À faire => Pourriez-vous poursuivre l'extrait sur le « saut de génération » dans les donations et héritages, en reprenant juste après sa dernière phrase ?

Extrait du document =>
Par Ariane Joris - Head of Estate Planning
Il est de plus en plus fréquent que les enfants reçoivent une donation ou un héritage de leurs parents à un âge de plus en plus avancé. Les enfants ont généralement, à ce moment-là, déjà constitué leur propre patrimoine et n’ont plus nécessairement besoin de cette donation ou de cet héritage. Les petits-enfants, quant à eux, commencent leur propre parcours de vie lorsque leurs grands-parents décident d’effectuer une donation ou lorsqu’ils viennent à décéder. Dès lors, un coup de pouce de la part des grands-parents est le bienvenu afin que les petits-enfants puissent acheter leur première habitation ou encore développer un projet professionnel,… Face à ce constat, le législateur a pris des mesures afin d’encourager le ‘saut de génération’.

Bloc de données =>
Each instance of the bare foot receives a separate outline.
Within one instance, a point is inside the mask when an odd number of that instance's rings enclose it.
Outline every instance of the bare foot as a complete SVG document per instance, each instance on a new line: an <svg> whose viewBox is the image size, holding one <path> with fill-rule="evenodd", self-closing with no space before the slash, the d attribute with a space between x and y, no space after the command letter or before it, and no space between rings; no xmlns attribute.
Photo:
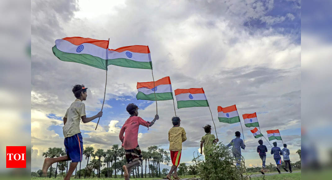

Réponse rédigée =>
Ce mécanisme permet que tout ou partie du patrimoine des grands-parents revienne aux petits-enfants par le biais d’une donation ou d’un héritage, et non, comme d’habitude, aux enfants. Un tel saut de génération peut être réalisé de différentes manières : soit par le grand-parent lui-même soit par ses enfants. Dans certains cas, les grands-parents attribueront une partie de leur patrimoine directement aux petits-enfants, et dans d’autres cas, les enfants décideront de la part qui reviendra aux petits-enfants.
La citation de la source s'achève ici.